---- READING PASSAGE

- Company Name
- team.blue
- Job Title
- AI/ML - Platform Lead
- Job Description
-
**Job Title**: AI/ML - Platform Lead
**Role Summary**: Lead the development and maintenance of an enterprise AI/ML platform to support AI/ML workloads across an organization spanning 22 European countries. Focus on architecting scalable infrastructure, driving adoption of GenAI technologies, and mentoring cross-functional teams to operationalize LLMs and AI/ML workflows.
**Expectations**:
6+ years of hands-on experience building AI/ML platforms; deep expertise in cloud infrastructure, AI/ML operations, and cross-functional collaboration. Proficiency in modern LLM toolchains, model optimization, and backend development required.
**Key Responsibilities**:
- Architect and implement scalable AI/ML infrastructure for GPU-accelerated workloads, including private cloud environments, Kubernetes, and observability frameworks.
- Build core GenAI application platforms to power LLM workflows (e.g., RAG, inference pipelines, vector databases).
- Design and optimize services for training/inference scalability, model versioning, and latency management in production LLMs.
- Drive cross-functional adoption of ML/AI tooling via reusable components, automation, and metrics-driven dashboards.
- Define technical roadmaps aligning innovation with compliance, fairness, and security standards for AI/ML systems.

--------

### [WORK TASK A]
According to the job posting, how many years of hands-on experience building AI/ML platforms are expected?
### [WORK TASK B]
Repeat the stretch of the job posting from "- Company Name" through "and AI/ML workflows.".
Rely only on the job posting above.

---- PROVIDED MATERIAL

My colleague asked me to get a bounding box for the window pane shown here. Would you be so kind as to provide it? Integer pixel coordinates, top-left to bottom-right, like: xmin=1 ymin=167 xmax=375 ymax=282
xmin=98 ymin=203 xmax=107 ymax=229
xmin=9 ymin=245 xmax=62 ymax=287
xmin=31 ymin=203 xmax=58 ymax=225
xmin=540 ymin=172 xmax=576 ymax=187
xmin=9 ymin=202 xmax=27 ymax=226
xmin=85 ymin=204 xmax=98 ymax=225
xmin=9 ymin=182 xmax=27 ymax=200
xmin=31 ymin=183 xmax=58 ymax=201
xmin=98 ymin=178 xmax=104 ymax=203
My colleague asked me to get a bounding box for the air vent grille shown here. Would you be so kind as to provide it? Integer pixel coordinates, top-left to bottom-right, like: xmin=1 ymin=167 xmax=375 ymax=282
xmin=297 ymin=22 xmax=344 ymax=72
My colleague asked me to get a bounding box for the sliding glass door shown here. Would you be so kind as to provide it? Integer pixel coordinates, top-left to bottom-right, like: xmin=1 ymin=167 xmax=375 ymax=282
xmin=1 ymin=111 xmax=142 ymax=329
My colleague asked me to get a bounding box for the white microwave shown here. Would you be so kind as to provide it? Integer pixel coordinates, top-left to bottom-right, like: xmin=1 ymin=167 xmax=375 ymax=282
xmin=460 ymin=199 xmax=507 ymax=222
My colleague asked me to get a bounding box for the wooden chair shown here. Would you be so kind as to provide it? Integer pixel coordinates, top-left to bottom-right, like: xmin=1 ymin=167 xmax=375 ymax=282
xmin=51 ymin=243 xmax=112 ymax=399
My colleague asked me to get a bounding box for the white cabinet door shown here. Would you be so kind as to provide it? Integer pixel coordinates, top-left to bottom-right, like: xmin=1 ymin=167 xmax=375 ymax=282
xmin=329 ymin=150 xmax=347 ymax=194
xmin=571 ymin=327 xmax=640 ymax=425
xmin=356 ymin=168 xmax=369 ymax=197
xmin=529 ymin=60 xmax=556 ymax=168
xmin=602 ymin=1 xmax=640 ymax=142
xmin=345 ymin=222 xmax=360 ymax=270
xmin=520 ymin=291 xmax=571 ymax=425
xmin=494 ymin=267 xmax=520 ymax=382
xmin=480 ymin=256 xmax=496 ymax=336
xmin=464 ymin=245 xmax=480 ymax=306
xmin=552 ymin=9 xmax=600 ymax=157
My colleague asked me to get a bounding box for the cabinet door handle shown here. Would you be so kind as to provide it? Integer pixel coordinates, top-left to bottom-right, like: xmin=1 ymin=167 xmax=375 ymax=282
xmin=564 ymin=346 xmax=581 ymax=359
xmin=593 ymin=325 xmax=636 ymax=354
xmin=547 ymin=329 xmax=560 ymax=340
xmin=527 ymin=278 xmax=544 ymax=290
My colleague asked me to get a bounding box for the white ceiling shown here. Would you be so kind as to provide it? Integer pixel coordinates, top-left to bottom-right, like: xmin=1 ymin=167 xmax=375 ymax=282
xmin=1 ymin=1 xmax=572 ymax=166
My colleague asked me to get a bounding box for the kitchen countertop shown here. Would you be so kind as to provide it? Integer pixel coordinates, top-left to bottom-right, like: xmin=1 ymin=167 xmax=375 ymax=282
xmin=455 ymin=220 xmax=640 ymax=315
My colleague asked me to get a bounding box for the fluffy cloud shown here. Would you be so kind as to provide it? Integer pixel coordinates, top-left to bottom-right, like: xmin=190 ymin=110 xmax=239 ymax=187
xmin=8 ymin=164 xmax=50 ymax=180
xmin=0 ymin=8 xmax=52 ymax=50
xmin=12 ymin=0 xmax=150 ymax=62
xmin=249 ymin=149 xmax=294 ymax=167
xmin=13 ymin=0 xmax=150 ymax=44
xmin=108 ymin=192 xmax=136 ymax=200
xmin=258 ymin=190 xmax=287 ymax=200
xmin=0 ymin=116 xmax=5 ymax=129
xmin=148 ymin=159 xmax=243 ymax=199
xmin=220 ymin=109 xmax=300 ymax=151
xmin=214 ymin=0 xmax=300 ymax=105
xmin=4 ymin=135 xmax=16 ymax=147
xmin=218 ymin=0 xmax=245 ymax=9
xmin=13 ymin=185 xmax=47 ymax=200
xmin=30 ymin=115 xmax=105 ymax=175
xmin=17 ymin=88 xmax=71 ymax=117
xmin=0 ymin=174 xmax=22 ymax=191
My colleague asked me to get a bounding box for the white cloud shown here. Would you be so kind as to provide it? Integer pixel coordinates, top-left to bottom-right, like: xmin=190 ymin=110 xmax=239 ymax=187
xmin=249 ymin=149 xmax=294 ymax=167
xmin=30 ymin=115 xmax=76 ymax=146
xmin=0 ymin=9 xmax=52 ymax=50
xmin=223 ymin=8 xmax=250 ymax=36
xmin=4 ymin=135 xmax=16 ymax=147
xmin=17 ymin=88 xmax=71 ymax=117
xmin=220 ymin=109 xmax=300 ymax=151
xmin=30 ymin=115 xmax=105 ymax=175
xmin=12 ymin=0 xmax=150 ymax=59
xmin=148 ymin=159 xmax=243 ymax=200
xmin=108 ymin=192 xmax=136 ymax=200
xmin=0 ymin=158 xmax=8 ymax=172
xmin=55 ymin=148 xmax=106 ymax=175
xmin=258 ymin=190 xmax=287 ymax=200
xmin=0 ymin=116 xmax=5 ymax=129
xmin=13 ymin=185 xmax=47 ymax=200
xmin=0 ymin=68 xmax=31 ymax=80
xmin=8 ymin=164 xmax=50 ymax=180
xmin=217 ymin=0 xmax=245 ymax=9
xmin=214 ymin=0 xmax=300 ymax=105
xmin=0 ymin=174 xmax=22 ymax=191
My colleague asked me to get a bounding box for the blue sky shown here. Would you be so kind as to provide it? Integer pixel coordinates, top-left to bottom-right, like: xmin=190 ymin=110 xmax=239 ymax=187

--------

### [WRITTEN SOLUTION A]
6+ years.

### [WRITTEN SOLUTION B]
- Company Name
- team.blue
- Job Title
- AI/ML - Platform Lead
- Job Description
-
**Job Title**: AI/ML - Platform Lead
**Role Summary**: Lead the development and maintenance of an enterprise AI/ML platform to support AI/ML workloads across an organization spanning 22 European countries. Focus on architecting scalable infrastructure, driving adoption of GenAI technologies, and mentoring cross-functional teams to operationalize LLMs and AI/ML workflows.